• [Given problem]
The required output is the line containing "Target: club crest on jersey" through the final line of the material below, printed exactly, with no other lines.

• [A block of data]
* * * * * * * * *

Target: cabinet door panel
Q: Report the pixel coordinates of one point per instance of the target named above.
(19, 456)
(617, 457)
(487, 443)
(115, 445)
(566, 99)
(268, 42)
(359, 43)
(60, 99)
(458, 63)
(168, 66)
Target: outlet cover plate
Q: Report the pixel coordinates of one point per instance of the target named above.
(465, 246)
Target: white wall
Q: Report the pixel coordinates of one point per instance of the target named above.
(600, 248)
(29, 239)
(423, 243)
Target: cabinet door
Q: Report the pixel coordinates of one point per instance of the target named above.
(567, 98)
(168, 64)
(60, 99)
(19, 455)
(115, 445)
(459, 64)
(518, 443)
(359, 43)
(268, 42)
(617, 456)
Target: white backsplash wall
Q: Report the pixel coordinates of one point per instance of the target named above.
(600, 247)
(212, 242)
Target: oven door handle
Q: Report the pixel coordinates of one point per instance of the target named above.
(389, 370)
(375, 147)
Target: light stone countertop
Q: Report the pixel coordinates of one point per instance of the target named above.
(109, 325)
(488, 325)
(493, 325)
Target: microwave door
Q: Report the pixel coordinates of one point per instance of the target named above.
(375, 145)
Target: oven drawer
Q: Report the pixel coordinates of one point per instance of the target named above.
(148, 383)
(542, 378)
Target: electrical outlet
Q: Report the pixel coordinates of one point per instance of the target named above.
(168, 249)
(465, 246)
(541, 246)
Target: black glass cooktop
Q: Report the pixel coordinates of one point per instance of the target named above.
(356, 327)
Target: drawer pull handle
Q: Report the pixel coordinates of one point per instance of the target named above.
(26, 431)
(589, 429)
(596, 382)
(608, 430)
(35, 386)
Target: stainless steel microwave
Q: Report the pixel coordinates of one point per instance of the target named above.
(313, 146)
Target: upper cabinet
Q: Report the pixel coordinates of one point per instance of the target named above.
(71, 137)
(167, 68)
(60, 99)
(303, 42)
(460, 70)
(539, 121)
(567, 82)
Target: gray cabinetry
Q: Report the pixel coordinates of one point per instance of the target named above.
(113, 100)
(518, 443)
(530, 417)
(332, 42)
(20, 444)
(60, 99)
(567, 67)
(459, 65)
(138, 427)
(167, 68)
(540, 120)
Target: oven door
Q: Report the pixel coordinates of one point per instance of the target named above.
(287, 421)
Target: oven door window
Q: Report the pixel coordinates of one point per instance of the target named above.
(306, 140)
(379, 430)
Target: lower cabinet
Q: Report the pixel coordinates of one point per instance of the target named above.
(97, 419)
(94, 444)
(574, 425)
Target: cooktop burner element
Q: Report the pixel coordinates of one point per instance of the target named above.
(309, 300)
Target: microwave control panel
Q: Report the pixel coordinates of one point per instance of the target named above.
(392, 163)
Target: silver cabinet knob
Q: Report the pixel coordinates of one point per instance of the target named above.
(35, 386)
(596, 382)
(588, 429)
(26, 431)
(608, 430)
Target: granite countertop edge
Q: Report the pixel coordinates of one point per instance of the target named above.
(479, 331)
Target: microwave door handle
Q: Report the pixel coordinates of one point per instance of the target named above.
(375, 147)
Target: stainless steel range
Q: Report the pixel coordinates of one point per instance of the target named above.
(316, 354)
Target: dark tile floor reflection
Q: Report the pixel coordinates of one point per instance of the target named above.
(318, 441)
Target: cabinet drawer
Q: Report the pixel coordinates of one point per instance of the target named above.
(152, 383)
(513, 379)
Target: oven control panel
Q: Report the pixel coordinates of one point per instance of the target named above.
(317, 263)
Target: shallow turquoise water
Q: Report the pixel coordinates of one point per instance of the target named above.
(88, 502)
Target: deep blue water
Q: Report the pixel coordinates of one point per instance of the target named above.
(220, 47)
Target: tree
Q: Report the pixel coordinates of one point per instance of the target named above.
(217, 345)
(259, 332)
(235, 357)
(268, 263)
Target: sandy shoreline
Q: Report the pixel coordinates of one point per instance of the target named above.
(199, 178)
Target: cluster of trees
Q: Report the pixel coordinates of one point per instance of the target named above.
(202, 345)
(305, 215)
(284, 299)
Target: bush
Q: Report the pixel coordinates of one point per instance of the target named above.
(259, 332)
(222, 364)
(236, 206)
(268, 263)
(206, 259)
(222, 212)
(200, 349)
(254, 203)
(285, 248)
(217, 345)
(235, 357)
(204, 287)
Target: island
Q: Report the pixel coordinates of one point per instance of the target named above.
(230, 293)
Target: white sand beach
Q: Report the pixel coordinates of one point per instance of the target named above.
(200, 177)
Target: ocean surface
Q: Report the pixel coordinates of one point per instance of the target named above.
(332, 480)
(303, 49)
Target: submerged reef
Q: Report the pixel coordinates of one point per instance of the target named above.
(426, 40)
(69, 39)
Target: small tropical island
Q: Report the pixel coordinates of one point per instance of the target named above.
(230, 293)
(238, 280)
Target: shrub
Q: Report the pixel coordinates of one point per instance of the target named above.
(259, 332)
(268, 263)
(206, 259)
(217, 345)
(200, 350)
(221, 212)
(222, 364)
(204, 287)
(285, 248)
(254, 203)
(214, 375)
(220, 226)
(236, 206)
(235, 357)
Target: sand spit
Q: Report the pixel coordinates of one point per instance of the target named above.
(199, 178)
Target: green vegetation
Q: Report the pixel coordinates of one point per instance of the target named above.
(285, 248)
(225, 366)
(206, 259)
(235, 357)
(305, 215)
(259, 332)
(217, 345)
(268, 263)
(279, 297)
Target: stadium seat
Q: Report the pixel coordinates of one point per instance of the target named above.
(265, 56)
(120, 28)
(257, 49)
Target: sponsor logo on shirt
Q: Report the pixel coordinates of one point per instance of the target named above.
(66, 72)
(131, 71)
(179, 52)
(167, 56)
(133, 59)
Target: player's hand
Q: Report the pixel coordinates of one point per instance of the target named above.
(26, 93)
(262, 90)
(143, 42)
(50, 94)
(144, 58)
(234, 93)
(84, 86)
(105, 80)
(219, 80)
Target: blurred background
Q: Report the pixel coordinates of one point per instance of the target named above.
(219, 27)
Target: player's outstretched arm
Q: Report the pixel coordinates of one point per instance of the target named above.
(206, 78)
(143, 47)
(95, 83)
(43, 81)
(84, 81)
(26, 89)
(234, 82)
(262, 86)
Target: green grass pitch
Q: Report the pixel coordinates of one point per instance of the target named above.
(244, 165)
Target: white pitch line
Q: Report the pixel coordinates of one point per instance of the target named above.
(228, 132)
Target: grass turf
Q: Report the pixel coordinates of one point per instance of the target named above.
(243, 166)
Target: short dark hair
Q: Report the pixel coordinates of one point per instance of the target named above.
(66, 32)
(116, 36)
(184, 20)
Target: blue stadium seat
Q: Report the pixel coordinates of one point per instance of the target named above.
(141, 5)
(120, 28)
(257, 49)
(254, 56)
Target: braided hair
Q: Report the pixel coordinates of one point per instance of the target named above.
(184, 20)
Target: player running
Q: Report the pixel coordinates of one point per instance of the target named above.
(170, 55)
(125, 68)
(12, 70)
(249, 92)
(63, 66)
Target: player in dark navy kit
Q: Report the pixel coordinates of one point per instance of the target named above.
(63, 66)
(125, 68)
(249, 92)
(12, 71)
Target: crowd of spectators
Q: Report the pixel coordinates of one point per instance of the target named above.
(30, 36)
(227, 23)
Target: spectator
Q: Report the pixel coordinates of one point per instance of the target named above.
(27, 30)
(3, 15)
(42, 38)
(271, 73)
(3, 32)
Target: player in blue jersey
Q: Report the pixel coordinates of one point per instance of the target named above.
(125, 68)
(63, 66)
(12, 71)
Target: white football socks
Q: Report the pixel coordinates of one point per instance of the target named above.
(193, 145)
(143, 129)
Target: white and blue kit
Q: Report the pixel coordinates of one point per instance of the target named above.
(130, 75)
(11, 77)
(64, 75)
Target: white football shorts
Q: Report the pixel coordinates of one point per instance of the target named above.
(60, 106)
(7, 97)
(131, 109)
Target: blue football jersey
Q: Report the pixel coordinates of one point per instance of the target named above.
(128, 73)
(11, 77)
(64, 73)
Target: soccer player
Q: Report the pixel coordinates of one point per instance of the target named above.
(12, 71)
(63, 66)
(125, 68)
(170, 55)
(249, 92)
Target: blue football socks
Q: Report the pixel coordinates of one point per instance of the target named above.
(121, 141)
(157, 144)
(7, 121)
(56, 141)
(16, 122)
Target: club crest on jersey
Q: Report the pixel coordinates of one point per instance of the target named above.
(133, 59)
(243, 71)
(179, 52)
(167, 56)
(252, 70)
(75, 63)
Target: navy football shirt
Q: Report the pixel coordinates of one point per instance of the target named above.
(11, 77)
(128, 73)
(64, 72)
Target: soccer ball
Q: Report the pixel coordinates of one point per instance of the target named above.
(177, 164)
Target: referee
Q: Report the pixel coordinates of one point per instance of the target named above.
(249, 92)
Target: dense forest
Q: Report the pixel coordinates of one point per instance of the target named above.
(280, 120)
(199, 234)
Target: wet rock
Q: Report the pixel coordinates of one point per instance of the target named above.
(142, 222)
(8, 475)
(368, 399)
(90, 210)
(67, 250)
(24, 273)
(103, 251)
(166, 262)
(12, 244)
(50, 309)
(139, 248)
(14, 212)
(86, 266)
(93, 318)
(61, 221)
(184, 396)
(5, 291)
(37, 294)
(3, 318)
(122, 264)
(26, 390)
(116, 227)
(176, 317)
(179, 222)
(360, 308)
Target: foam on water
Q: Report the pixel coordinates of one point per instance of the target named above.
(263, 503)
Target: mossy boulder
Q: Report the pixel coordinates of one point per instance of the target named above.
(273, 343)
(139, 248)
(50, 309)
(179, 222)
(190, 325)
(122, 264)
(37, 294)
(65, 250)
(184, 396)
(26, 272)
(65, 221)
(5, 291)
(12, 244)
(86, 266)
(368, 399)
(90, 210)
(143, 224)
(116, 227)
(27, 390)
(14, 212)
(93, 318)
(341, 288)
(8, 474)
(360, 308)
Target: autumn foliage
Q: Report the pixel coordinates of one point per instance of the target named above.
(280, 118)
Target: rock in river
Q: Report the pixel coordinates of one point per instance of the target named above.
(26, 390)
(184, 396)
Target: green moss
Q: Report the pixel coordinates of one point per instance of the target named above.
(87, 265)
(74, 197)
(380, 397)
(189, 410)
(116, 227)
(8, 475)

* * * * * * * * *

• [Expected output]
Target: club crest on jersey
Q: Report the pixel coordinates of one point per instance of the target named above.
(133, 59)
(243, 71)
(179, 52)
(167, 56)
(252, 70)
(75, 63)
Target: navy football shirt
Q: Report the pixel coordinates of one point per instance of the target named above.
(11, 77)
(128, 73)
(64, 72)
Target: soccer ball
Q: Report the pixel coordinates of one point per instance of the target named above.
(177, 164)
Target: referee
Q: Report the pixel coordinates of one point per instance of the target named above.
(249, 92)
Target: dense forest
Q: Report the pixel coordinates of one point per instance of the target named above.
(280, 120)
(199, 234)
Target: wet rock
Q: Report the pixel coordinates of one point per instance of the target named above.
(142, 222)
(8, 475)
(368, 399)
(90, 210)
(67, 250)
(24, 273)
(103, 251)
(166, 262)
(12, 244)
(50, 309)
(139, 248)
(14, 212)
(86, 266)
(93, 318)
(61, 221)
(184, 396)
(5, 291)
(37, 294)
(3, 318)
(122, 264)
(26, 390)
(116, 227)
(176, 317)
(179, 222)
(360, 308)
Target: foam on water
Q: Report the pixel coordinates of one point per instance of the target named above.
(263, 503)
Target: mossy boulder
Q: Report the pixel coordinates of one point per instance of the target named above.
(273, 343)
(139, 248)
(50, 309)
(179, 222)
(190, 325)
(122, 264)
(37, 294)
(65, 250)
(184, 396)
(26, 272)
(65, 221)
(5, 291)
(12, 244)
(86, 266)
(368, 399)
(90, 210)
(143, 224)
(116, 227)
(27, 390)
(14, 212)
(93, 318)
(341, 288)
(8, 474)
(360, 308)
Target: autumn foliage
Q: Report the pixel coordinates of one point per instance of the target named above.
(280, 118)
Target: rock in river
Q: Report the pixel coordinates of one point per instance of the target named above.
(26, 390)
(184, 396)
Target: green moss
Q: Report the pixel coordinates of one point per instance of the target named above.
(87, 265)
(74, 197)
(380, 397)
(189, 410)
(116, 227)
(8, 475)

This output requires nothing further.